**WORK INSTRUCTION 1**
Quote everything from "A leading Chinese" down to "subject to surveillance." in the article on Wang Quanzhang's release.
**WORK INSTRUCTION 2**
Answer these questions from the article on Wang Quanzhang's release:
(a) How old is Wang Quanzhang?
(b) On what date did the "709" crackdown begin?
(c) In which city is the property from which police evicted tenants ahead of Wang's return?

**DOCUMENT SECTION**
A leading Chinese human rights lawyer has been released from prison after almost five years behind bars, his wife said yesterday.
Wang Quanzhang (王全璋), 44, was first detained in 2015 in a sweeping crackdown on more than 200 lawyers and government critics.
He was escorted yesterday to a property he owns in Shandong Province for 14 days in quarantine as a precaution against the coronavirus, his wife, Li Wenzu (李文足), said in Beijing.
Photo: EPA-EFE
Li said she feared Wang would be placed under house arrest, despite his release from prison, and would be subject to surveillance.
“I think [authorities] have been lying to us step by step,” Li said. “They used the pretext of the epidemic as an excuse to quarantine him for 14 days when he should have been able to return to his home in Beijing according to the relevant legal guidelines.”
Wang’s initial detention in 2015 came as part of the so-called “709” crackdown, nicknamed as such because it began on July 9 that year, but it was not until January last year that he was sentenced after a closed-door trial to four-and-a-half years in prison for “subverting state power.”
Photo: AFP
A prominent lawyer who has defended political activists and victims of land seizures, Wang was held incommunicado prior to the trial.
“I am really worried they plan on putting him under long-term house arrest and will prevent us from being reunited as a family,” said Li, who has campaigned for her husband’s release.
Police had forcibly evicted tenants from Wang’s property in the city of Jinan to make way for his return to Shandong, she said.

**SUPPLIED INFORMATION**
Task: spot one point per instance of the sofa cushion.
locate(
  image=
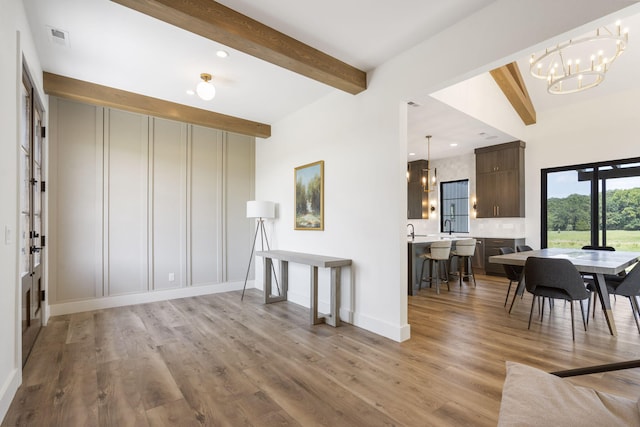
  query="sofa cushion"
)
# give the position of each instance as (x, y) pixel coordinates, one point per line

**EXERCISE OUTPUT 1**
A leading Chinese human rights lawyer has been released from prison after almost five years behind bars, his wife said yesterday.
Wang Quanzhang (王全璋), 44, was first detained in 2015 in a sweeping crackdown on more than 200 lawyers and government critics.
He was escorted yesterday to a property he owns in Shandong Province for 14 days in quarantine as a precaution against the coronavirus, his wife, Li Wenzu (李文足), said in Beijing.
Photo: EPA-EFE
Li said she feared Wang would be placed under house arrest, despite his release from prison, and would be subject to surveillance.

**EXERCISE OUTPUT 2**
(a) 44
(b) July 9, 2015
(c) Jinan